-- Problem to solve --
Produce word for word the lines of the data below running from the one that has "[1328, 189]" to the one that has "[1146, 535]", inclusive, and no others.
--- Dataset excerpts Enclosed Below ---
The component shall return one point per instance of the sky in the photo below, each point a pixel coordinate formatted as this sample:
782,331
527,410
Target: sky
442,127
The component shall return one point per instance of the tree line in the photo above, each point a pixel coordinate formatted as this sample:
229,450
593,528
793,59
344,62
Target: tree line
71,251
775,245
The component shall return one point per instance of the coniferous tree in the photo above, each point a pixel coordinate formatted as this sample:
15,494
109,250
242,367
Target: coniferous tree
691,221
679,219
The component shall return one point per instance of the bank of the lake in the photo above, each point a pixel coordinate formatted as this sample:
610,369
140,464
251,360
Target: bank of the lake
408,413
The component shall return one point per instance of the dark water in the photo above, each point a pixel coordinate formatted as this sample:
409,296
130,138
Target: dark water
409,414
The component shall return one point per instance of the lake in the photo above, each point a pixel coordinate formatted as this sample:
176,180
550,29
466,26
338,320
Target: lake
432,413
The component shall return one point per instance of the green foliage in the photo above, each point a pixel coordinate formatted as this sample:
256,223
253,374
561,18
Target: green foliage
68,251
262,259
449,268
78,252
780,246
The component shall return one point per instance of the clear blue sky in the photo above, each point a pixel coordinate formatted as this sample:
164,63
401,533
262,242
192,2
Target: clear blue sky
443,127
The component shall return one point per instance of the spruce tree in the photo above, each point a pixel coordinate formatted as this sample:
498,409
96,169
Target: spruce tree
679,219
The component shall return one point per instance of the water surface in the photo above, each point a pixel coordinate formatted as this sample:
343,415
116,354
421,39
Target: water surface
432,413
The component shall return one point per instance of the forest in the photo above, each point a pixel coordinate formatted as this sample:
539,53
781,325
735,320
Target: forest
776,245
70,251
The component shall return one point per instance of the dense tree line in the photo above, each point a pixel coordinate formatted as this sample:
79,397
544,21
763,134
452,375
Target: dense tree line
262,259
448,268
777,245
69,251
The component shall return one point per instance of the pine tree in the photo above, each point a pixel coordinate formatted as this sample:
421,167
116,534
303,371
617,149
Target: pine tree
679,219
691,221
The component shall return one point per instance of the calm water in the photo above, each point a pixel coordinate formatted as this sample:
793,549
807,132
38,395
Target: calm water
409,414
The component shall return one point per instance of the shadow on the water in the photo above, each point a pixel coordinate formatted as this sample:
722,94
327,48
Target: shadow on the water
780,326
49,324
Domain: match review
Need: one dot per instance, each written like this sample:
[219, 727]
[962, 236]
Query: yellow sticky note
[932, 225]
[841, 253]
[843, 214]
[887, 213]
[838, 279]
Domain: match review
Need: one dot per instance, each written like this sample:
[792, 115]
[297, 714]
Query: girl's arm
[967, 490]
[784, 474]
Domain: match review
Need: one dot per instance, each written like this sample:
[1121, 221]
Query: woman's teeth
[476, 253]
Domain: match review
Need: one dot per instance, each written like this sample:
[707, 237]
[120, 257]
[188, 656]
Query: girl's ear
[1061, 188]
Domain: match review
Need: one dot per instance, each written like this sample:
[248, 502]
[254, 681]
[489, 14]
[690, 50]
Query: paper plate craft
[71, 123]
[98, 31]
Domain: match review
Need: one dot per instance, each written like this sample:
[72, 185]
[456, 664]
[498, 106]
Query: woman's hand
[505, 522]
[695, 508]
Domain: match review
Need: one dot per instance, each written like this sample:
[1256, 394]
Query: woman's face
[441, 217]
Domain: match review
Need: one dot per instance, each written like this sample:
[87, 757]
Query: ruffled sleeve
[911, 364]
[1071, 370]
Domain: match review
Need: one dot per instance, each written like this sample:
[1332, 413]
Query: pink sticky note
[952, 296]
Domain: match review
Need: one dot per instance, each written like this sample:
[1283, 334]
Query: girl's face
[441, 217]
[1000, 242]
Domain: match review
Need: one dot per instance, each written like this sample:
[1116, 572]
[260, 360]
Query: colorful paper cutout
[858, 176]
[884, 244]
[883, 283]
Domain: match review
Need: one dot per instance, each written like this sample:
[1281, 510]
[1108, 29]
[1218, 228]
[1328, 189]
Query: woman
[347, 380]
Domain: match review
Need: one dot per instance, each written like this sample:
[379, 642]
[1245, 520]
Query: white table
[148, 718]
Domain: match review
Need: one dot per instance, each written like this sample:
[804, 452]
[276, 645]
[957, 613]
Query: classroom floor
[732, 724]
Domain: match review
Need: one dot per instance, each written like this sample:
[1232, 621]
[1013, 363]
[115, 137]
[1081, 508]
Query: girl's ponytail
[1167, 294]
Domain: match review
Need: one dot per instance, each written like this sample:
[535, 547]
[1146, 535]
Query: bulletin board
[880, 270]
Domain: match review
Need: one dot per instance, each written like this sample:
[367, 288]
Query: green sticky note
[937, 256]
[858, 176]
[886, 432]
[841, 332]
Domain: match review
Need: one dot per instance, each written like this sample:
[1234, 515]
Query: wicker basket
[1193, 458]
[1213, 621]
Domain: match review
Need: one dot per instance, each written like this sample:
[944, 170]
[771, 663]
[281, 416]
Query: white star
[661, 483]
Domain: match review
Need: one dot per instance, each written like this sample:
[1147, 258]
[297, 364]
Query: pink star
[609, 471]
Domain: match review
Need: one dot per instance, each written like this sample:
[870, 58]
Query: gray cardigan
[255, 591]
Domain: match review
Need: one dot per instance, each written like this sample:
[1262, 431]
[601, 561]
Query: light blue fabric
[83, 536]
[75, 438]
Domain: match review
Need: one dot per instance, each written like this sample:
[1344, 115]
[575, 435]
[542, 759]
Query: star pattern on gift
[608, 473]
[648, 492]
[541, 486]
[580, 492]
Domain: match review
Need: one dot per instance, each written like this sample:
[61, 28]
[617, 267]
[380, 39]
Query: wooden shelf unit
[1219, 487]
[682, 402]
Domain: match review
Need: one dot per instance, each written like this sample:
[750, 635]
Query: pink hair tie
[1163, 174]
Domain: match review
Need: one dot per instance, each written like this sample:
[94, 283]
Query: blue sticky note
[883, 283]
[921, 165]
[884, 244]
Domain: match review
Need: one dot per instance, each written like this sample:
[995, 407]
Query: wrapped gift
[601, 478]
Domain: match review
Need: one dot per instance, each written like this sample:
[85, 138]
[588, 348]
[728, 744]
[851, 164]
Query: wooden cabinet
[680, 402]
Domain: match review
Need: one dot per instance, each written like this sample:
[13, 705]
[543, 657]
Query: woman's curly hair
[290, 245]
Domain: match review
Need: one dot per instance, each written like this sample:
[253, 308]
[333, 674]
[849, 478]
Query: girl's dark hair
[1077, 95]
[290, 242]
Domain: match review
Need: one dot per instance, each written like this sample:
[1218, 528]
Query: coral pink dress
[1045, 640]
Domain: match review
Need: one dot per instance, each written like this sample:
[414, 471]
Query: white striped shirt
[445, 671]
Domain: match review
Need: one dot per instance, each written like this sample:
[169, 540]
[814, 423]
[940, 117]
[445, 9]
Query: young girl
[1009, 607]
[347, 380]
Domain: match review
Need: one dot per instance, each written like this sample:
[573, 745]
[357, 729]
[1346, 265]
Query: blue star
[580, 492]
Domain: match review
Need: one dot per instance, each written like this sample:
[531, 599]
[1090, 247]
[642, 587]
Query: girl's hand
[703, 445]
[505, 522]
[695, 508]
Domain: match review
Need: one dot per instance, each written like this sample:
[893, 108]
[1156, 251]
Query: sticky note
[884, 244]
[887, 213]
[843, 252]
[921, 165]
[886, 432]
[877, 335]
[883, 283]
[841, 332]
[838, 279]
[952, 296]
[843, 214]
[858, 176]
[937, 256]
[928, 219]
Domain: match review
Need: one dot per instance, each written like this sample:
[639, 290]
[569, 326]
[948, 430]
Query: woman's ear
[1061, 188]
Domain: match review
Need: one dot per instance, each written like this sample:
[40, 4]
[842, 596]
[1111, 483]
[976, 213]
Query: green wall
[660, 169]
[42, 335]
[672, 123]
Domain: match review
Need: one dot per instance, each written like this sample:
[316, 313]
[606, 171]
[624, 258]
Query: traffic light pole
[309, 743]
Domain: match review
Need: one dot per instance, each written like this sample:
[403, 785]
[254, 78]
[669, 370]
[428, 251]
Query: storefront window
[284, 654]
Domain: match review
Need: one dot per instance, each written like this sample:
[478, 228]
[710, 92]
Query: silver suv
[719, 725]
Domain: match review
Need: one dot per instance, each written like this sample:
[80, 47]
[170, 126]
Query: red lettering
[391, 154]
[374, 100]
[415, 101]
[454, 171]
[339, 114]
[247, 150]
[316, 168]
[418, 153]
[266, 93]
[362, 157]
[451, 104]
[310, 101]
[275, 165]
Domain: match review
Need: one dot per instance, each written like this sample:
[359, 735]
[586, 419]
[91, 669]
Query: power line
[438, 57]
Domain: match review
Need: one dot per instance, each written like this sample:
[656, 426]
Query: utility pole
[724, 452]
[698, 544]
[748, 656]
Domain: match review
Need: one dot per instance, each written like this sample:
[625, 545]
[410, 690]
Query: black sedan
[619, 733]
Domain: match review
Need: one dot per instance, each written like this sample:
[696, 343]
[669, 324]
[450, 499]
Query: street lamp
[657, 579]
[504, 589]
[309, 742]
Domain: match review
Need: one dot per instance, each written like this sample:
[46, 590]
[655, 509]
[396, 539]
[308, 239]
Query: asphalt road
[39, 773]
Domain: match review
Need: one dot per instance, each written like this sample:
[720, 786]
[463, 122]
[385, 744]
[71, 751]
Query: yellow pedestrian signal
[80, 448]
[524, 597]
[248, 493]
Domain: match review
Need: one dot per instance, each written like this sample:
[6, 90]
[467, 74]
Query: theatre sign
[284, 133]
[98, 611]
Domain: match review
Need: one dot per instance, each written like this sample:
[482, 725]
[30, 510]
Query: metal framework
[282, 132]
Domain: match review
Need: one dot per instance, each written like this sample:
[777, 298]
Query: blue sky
--- End of Enclosed Dataset excerpts ---
-- Final answer --
[1328, 189]
Query: woman
[347, 380]
Domain: match review
Need: one dot per instance, each written like this sample:
[379, 642]
[1245, 520]
Query: white table
[148, 718]
Domain: match review
Need: one dot per instance, each written like this sample:
[804, 452]
[276, 645]
[957, 613]
Query: classroom floor
[732, 724]
Domain: match review
Need: one dot per instance, each written like this sample:
[1232, 621]
[1013, 363]
[115, 137]
[1081, 508]
Query: girl's ponytail
[1167, 294]
Domain: match review
Need: one dot per instance, each written like this sample:
[535, 547]
[1146, 535]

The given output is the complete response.